| ABOUT THIS TASK |
Where the data below has the string "white", return the whole line.
________
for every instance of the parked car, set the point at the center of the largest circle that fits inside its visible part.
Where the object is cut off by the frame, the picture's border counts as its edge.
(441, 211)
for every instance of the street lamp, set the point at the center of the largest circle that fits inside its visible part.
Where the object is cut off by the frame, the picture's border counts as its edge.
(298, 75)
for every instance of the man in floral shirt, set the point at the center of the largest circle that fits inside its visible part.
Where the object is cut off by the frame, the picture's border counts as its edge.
________
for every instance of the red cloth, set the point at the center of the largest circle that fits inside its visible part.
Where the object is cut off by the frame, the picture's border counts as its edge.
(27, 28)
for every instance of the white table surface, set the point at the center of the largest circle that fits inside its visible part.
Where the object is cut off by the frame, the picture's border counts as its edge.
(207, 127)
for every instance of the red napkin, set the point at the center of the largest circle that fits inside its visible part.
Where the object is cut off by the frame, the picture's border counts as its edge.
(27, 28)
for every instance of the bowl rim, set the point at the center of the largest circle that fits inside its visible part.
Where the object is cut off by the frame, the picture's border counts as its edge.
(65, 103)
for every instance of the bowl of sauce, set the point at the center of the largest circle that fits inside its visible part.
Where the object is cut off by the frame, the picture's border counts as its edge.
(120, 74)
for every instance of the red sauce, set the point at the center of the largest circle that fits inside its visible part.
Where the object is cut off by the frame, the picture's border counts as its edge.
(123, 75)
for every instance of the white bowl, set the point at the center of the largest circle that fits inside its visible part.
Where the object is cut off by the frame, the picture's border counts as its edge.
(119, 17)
________
| RESULT OF THIS EXERCISE |
for every instance of the white table surface, set the point at the center of the largest circle that fits inside its visible part.
for every instance of the white bowl, set the point at the center of the largest circle that fits inside its visible part.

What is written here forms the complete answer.